:: Records to use ::
_ _ _ _ _
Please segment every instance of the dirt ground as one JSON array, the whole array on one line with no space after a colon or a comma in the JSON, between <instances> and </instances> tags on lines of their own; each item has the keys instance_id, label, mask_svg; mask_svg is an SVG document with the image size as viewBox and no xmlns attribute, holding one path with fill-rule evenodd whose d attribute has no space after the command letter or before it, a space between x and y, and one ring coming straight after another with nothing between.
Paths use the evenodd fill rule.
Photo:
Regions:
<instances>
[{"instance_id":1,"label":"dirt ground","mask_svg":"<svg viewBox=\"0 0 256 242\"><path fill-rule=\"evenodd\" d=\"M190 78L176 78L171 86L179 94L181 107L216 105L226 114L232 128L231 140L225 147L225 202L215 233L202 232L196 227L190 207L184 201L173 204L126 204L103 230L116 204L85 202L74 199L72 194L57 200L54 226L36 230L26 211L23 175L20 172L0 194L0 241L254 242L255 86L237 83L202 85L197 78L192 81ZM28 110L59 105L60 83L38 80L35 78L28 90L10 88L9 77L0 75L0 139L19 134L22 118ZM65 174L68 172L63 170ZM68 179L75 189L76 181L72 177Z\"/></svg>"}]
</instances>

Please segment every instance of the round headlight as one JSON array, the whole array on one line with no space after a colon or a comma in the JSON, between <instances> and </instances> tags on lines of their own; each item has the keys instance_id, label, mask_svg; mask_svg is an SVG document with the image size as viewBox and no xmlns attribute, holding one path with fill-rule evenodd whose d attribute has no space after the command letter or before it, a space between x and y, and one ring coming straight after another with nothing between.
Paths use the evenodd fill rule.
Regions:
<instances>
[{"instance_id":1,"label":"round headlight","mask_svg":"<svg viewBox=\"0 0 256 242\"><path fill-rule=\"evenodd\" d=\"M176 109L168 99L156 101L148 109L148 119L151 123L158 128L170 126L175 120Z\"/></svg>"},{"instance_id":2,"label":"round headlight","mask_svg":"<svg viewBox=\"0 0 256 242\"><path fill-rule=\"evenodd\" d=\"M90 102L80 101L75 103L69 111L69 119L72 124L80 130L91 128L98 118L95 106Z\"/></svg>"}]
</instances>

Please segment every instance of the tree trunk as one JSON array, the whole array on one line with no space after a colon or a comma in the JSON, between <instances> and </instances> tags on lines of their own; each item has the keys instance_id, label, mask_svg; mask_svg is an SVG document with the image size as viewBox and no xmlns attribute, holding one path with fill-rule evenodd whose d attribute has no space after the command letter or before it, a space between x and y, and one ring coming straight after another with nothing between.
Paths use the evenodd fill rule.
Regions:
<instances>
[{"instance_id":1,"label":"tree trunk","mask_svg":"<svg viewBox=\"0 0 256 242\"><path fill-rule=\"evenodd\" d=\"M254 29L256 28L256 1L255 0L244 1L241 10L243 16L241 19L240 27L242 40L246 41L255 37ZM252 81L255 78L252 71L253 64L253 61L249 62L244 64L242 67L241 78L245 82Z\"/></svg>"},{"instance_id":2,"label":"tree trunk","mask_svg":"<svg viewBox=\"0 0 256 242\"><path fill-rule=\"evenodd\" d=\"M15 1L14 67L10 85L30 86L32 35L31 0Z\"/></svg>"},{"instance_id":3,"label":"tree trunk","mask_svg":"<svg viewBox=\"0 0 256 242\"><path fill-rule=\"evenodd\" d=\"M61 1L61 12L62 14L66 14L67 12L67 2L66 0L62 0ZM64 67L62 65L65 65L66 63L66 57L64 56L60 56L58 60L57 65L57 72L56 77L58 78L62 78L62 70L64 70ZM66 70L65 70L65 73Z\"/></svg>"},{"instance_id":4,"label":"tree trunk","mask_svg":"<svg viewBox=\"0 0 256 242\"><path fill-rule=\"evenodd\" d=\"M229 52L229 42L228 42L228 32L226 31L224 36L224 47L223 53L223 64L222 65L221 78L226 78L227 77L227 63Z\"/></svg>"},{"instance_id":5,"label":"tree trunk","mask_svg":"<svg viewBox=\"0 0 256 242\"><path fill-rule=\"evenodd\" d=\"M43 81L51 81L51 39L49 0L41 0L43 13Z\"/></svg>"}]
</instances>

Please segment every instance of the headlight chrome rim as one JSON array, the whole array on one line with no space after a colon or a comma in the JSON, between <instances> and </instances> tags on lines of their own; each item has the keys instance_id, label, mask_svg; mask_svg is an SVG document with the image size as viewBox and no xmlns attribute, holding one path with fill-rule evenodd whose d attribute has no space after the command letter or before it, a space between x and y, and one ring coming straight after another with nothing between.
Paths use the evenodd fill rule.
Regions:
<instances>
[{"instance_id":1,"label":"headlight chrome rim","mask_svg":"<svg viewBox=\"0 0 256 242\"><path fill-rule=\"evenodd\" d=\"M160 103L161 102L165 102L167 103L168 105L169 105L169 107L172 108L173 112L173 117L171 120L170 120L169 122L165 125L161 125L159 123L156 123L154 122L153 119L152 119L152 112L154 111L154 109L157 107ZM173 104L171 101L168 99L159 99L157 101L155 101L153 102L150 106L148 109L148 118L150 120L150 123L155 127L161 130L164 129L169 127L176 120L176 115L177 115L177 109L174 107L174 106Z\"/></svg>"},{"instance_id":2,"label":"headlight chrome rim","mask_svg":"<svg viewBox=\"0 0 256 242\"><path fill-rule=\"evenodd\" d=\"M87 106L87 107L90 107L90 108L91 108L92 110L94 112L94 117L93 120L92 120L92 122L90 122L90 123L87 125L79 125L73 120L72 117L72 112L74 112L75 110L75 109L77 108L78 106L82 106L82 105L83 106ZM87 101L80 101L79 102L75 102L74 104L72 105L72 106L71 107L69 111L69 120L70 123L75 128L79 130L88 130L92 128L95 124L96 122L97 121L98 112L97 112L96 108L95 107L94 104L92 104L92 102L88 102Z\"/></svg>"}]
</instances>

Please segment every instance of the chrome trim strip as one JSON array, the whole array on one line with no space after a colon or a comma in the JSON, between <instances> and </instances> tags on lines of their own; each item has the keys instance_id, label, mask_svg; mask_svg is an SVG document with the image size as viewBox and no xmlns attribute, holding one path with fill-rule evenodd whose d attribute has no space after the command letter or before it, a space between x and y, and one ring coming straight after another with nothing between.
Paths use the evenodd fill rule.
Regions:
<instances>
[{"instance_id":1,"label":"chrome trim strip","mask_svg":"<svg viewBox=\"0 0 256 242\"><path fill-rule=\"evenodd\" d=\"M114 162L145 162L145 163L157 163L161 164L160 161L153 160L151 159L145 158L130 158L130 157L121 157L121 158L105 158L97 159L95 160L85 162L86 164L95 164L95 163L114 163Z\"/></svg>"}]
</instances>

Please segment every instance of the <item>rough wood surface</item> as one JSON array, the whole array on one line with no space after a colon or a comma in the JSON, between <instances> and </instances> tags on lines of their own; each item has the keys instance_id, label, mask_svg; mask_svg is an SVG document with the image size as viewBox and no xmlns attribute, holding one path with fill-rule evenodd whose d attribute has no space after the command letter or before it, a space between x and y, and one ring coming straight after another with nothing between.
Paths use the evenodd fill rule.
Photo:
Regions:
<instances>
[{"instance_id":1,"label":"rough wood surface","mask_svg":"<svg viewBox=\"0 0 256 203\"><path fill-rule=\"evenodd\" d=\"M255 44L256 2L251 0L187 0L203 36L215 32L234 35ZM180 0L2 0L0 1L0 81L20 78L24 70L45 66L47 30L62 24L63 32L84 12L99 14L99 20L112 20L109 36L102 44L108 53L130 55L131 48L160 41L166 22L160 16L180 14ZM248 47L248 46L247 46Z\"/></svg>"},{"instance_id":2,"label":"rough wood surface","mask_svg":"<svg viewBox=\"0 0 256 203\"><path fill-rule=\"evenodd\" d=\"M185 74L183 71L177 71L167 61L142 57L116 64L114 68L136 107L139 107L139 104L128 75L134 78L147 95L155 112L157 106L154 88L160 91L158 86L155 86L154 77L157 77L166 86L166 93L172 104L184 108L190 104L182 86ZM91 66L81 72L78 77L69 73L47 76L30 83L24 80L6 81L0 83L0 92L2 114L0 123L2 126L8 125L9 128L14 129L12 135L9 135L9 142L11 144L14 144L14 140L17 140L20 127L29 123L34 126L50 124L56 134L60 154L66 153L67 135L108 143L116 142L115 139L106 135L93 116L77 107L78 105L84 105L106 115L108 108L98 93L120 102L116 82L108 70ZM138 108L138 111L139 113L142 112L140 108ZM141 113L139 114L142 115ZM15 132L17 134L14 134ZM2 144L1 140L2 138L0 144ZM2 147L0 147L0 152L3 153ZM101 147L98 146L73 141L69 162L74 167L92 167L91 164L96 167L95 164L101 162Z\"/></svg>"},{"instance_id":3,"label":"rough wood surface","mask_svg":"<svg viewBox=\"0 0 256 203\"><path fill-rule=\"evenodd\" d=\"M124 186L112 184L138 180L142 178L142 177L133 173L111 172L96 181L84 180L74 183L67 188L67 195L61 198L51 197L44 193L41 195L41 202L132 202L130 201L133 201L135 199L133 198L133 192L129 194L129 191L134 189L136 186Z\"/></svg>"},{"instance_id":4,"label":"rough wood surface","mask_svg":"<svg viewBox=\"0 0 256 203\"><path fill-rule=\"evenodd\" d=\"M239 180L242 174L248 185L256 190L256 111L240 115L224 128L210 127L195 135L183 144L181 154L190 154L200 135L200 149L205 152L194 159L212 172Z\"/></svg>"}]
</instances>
_ _ _ _ _
:: Challenge ::
Copy out every line above that contains the string "ground", matching case exactly.

:: Reply to the task ::
Please segment every instance of the dirt ground as one JSON array, the whole array on one line with no space after a colon or a comma in the JSON, between <instances> and </instances> tags on lines of their own; each item has the keys instance_id, label, mask_svg; mask_svg is an SVG document with the image size as viewBox and no xmlns attribute, holding one path with fill-rule evenodd whose d attribute has no space after the command letter or before it, a space between x and y, and one ring coming straight after another with nothing between.
[{"instance_id":1,"label":"dirt ground","mask_svg":"<svg viewBox=\"0 0 256 242\"><path fill-rule=\"evenodd\" d=\"M190 78L176 78L171 86L179 94L181 107L216 105L226 114L232 128L231 140L225 147L225 202L215 233L202 232L196 227L190 207L184 201L173 204L126 204L103 230L116 204L85 202L74 199L72 194L57 200L54 226L36 230L26 211L23 175L20 172L0 194L0 241L254 242L255 86L237 83L202 85L197 78L192 81ZM28 110L59 105L60 83L38 80L35 78L28 90L10 88L9 77L0 75L0 139L19 134L22 118ZM65 174L68 172L63 170ZM68 179L75 189L76 181L72 177Z\"/></svg>"}]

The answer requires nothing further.